§ **Excerpt to read**:
────────────────────────────────────────
How One Cleaning Company’s “Humanifesto” Is Redefining Corporate Culture

From the start, leaders at Method Products defined a unique company culture in its "humanifesto." Read how the company reinforces this culture from interviewing to social media... and even a prom.

Former roommates, Eric Ryan and Adam Lowry, founded Method Products in 2000 to offer consumers environmentally-friendly products that were safe and effective in the home. As an eco-friendly alternative to chemical-heavy brands, packaged in a sleek design, the company quickly rose to become one of the fastest-growing organizations in America.

As it turns out, social responsibility and snazzy artwork were not the only things driving the company forward and helping it to maintain its relevance. Ryan and Lowry had another important strategy propelling company growth: investing in a unique company culture.

The leaders at Method Products have prioritized the employee experience and, as a result, the company’s workforce lives and breathes its company culture. Defining this culture is Method Product’s “humanifesto,” an employee mission statement comprised of 15 manifesto-like tenets. Each is cleverly crafted with a sense of humor, yet purpose, for instance, “we exercise by running through the legs of the giant; and while we love a freshly detoxed home, we think perfect is boring, and weirdliness is next to godliness.”

This humanifesto is reinforced every day by the leadership team, beginning with the employee selection process.

Keeping It Weird

From day one, Method Products searched for imaginative individuals who would not only drive creativity, but also deliver tangible business goals. Uniting these two facets has been the cleaning company’s employee culture.

“We made a huge commitment up front to hire the best people we could, and create a culture where diverse skill sets could work well together,” Ryan said. “Method would not be where it is today without its culture.”

For Method, it’s less important what a potential employee can do; what’s vital is how they will do it. “We give them a homework assignment before the interview that consists of three questions related to their position,” Ryan explained. The last question, however, is the same for every employee: How will you help keep Method weird?
────────────────────────────────────────
§ **Supplied data**:
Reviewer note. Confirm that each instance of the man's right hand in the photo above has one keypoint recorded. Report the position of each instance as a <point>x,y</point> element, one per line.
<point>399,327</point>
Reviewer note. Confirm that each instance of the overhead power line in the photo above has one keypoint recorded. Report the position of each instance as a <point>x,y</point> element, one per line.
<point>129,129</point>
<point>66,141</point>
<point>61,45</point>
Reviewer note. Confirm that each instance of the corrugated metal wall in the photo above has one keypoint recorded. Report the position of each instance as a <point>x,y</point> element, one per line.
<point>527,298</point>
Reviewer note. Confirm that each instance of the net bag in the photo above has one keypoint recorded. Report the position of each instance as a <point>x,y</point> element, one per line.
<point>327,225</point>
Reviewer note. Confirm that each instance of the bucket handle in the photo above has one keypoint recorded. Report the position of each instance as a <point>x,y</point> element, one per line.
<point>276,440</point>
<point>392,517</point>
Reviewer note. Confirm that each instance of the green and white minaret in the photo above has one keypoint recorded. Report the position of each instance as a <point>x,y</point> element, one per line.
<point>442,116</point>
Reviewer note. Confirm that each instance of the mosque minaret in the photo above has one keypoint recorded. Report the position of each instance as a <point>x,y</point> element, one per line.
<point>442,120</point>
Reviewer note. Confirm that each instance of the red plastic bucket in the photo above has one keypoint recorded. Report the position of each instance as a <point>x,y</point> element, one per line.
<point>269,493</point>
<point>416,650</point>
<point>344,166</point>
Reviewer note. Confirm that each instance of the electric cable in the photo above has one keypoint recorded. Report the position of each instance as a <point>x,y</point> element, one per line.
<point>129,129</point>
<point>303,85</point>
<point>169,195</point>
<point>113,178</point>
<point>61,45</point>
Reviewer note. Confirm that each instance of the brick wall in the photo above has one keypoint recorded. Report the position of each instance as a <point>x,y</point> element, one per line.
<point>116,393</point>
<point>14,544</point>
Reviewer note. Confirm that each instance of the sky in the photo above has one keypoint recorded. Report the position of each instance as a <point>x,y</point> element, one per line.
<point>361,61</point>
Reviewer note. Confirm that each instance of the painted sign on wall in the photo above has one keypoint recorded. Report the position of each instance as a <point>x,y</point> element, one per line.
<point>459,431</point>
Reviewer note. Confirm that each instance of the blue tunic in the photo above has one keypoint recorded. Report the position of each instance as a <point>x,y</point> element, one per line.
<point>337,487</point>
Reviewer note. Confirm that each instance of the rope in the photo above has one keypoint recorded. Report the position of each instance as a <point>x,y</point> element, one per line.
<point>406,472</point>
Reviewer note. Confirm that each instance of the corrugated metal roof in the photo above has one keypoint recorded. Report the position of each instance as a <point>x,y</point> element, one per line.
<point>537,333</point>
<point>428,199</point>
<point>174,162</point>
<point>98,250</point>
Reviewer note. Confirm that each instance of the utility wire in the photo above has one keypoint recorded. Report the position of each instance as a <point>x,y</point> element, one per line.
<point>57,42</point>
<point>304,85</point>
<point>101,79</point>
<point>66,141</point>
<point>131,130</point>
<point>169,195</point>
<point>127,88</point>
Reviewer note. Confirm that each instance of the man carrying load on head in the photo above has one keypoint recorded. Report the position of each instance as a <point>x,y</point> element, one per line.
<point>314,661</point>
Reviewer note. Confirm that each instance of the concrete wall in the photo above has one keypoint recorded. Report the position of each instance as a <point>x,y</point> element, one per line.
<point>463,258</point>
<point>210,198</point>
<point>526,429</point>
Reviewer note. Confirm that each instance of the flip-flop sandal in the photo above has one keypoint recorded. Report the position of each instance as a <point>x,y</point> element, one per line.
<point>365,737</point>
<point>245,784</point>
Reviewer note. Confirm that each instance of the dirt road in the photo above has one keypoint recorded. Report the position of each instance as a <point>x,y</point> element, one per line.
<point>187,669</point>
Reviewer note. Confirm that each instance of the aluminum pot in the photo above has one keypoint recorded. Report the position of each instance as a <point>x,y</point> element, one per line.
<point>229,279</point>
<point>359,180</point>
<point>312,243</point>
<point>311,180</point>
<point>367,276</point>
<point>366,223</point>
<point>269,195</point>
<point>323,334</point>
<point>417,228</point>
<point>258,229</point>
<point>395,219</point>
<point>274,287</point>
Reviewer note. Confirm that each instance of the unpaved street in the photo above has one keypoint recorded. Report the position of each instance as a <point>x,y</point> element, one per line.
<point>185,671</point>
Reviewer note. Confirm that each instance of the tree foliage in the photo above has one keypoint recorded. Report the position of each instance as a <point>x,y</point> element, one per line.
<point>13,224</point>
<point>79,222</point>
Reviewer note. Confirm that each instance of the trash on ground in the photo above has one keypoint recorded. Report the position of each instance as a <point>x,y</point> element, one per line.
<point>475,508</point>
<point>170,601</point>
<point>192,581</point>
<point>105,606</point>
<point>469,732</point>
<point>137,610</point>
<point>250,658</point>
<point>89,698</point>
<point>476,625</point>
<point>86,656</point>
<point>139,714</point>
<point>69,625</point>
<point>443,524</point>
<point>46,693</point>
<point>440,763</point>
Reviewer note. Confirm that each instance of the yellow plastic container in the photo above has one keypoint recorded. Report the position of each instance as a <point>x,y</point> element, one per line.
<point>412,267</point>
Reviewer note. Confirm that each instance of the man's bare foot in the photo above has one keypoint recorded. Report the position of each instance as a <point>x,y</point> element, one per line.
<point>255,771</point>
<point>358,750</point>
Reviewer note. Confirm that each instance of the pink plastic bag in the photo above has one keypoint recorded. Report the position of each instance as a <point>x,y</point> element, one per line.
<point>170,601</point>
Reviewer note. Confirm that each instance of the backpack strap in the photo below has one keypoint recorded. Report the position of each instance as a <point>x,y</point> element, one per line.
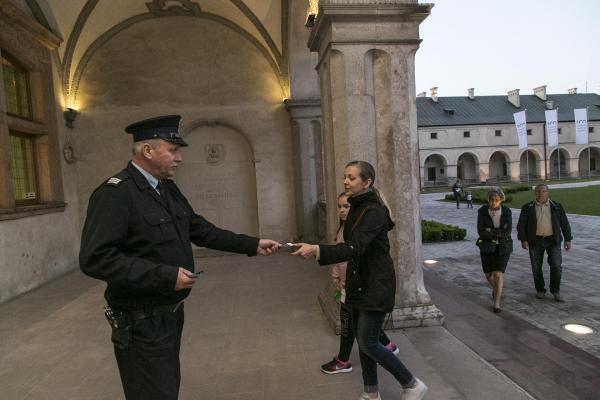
<point>362,214</point>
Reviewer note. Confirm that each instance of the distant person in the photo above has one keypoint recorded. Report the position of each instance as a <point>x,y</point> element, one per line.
<point>469,200</point>
<point>494,225</point>
<point>341,363</point>
<point>542,226</point>
<point>457,191</point>
<point>370,278</point>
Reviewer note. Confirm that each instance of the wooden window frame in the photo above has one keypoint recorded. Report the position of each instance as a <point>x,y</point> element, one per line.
<point>28,45</point>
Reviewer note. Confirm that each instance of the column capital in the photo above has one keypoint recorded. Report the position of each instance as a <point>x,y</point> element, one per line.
<point>360,21</point>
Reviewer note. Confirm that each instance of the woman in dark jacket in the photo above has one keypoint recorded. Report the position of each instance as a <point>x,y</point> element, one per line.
<point>494,225</point>
<point>370,277</point>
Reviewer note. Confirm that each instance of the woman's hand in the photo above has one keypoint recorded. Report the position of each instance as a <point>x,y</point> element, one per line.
<point>305,250</point>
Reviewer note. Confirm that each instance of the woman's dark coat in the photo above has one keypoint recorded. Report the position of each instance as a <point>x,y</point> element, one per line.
<point>370,276</point>
<point>486,230</point>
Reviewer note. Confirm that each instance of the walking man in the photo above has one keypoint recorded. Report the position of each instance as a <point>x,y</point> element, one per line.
<point>136,237</point>
<point>542,226</point>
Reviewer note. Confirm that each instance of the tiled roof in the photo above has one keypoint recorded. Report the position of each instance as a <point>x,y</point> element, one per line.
<point>485,110</point>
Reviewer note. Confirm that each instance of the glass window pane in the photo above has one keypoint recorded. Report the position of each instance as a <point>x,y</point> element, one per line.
<point>22,163</point>
<point>16,89</point>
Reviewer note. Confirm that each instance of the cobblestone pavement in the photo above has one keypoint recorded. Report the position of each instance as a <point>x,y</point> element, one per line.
<point>459,262</point>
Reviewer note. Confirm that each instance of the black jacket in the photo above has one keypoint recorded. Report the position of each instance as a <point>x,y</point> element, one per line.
<point>527,224</point>
<point>136,240</point>
<point>370,275</point>
<point>486,230</point>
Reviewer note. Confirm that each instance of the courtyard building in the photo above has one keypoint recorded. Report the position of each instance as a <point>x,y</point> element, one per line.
<point>474,139</point>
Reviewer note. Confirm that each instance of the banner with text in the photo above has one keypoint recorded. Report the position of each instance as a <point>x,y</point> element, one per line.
<point>521,124</point>
<point>581,129</point>
<point>552,127</point>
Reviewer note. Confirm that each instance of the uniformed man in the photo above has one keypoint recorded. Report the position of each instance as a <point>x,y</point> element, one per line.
<point>137,238</point>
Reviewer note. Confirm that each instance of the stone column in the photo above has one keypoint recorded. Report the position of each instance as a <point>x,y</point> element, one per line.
<point>306,128</point>
<point>366,69</point>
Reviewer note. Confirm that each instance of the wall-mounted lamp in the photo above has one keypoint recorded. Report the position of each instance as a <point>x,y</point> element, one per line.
<point>69,153</point>
<point>310,20</point>
<point>70,115</point>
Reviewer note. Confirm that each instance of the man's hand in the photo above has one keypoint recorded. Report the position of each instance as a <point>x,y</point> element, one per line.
<point>305,250</point>
<point>185,279</point>
<point>266,247</point>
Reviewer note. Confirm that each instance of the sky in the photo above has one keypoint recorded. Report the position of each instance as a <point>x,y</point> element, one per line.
<point>499,45</point>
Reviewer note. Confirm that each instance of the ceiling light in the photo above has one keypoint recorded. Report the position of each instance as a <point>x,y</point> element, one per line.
<point>578,328</point>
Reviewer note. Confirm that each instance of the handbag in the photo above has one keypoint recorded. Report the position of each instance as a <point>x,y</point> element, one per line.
<point>486,246</point>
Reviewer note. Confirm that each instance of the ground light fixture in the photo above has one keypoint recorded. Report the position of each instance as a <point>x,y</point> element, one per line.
<point>578,328</point>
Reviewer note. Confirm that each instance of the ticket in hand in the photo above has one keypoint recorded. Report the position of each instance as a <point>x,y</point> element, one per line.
<point>290,247</point>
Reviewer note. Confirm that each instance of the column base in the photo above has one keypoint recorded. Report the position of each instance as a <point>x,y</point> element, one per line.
<point>401,317</point>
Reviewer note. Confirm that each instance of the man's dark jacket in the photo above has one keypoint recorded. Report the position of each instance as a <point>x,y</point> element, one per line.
<point>370,275</point>
<point>136,240</point>
<point>527,224</point>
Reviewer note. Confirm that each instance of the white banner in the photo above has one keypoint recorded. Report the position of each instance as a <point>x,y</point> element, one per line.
<point>552,127</point>
<point>581,130</point>
<point>521,124</point>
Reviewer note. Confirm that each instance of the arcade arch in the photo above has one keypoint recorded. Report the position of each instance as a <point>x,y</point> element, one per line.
<point>467,168</point>
<point>559,157</point>
<point>589,162</point>
<point>529,165</point>
<point>499,166</point>
<point>435,170</point>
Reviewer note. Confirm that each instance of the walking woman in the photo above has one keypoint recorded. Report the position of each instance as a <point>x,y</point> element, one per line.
<point>494,225</point>
<point>370,277</point>
<point>341,363</point>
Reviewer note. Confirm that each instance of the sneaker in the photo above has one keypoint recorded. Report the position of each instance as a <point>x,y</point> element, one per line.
<point>392,347</point>
<point>336,366</point>
<point>365,396</point>
<point>558,297</point>
<point>416,392</point>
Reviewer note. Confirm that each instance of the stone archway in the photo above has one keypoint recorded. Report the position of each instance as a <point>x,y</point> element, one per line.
<point>559,157</point>
<point>467,168</point>
<point>528,165</point>
<point>434,169</point>
<point>589,162</point>
<point>218,178</point>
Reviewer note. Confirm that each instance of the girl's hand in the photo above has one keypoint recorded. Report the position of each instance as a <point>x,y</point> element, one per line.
<point>305,250</point>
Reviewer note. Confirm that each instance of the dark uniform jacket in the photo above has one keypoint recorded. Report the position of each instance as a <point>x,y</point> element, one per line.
<point>370,275</point>
<point>136,240</point>
<point>527,224</point>
<point>486,230</point>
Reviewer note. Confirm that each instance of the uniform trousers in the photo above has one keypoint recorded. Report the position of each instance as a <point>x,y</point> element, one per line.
<point>149,367</point>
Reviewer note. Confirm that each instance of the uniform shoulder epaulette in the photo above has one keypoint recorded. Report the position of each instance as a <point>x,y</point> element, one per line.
<point>117,179</point>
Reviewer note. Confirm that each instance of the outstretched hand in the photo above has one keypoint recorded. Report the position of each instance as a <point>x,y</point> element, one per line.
<point>185,279</point>
<point>305,250</point>
<point>266,247</point>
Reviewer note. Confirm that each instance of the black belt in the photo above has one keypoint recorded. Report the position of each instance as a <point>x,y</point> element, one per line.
<point>153,311</point>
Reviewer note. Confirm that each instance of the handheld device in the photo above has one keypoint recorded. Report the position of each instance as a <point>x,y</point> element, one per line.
<point>290,247</point>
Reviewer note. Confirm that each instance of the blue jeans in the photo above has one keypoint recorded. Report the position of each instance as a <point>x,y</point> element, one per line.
<point>536,255</point>
<point>367,326</point>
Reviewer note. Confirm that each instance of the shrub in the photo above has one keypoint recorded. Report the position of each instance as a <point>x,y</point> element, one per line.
<point>433,231</point>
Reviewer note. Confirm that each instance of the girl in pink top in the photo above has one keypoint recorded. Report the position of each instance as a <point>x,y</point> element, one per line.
<point>341,363</point>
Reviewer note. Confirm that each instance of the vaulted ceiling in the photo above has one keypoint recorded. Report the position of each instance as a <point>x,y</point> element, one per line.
<point>85,25</point>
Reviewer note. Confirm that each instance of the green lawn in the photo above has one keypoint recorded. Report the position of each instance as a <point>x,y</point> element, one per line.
<point>584,200</point>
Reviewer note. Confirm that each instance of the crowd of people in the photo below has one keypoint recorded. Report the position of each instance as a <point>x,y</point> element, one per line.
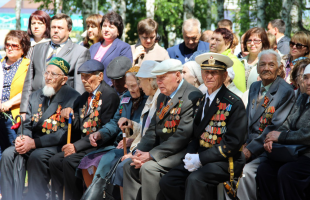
<point>172,123</point>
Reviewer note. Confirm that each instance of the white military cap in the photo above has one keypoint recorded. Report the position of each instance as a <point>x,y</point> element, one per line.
<point>307,69</point>
<point>146,68</point>
<point>214,61</point>
<point>169,65</point>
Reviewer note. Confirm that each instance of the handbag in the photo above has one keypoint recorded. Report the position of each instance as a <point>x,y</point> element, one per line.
<point>101,188</point>
<point>286,152</point>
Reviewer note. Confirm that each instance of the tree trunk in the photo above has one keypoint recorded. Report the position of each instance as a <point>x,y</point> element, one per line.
<point>261,13</point>
<point>220,10</point>
<point>18,8</point>
<point>150,8</point>
<point>188,8</point>
<point>286,11</point>
<point>209,14</point>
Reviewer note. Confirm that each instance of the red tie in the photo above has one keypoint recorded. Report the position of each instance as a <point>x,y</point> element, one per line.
<point>89,100</point>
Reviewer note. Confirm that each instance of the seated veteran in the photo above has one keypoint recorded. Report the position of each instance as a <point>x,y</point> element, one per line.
<point>44,133</point>
<point>289,180</point>
<point>269,103</point>
<point>220,128</point>
<point>117,74</point>
<point>131,106</point>
<point>170,130</point>
<point>92,110</point>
────────────────────────────────────────
§ **Problems and tasks**:
• 1. Translate this sentence from the Method Products article into Spanish: "This humanifesto is reinforced every day by the leadership team, beginning with the employee selection process."
• 2. Please show every line of the records that contains the word "green".
The records have no connection to the Method Products article.

§ **Solutions in order**:
• 1. El equipo directivo refuerza este humanifesto todos los días, empezando por el proceso de selección de empleados.

• 2.
Reviewer note. Confirm that each instance of the green and white minaret in the photo above has one keypoint recorded. Report the position of each instance as a <point>x,y</point> element, one per line.
Reviewer note. Confirm that each instance of the green lawn in the photo above has one keypoint recorded. Report the position of each instance as a <point>x,y</point> element, one per line.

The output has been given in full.